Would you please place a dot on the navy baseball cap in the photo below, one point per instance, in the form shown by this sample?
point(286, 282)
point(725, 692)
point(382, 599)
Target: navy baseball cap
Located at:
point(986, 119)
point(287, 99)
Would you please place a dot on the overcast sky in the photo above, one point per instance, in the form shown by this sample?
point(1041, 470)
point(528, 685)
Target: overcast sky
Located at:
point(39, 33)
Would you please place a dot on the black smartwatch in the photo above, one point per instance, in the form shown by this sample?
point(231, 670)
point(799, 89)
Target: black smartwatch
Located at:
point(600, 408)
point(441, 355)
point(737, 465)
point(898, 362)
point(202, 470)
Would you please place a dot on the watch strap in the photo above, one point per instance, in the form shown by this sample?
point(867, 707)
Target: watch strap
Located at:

- **Written problem**: Reproduce verbatim the part of the listing above that opens with the line containing "Would you please place a dot on the overcast" and closes with the line containing "point(39, 33)", including both of those lines.

- **Response for this exercise**:
Would you please place a dot on the overcast sky in the photo above, one point per instance, in the form shown by this sample?
point(1041, 470)
point(528, 685)
Target: overcast sky
Located at:
point(39, 33)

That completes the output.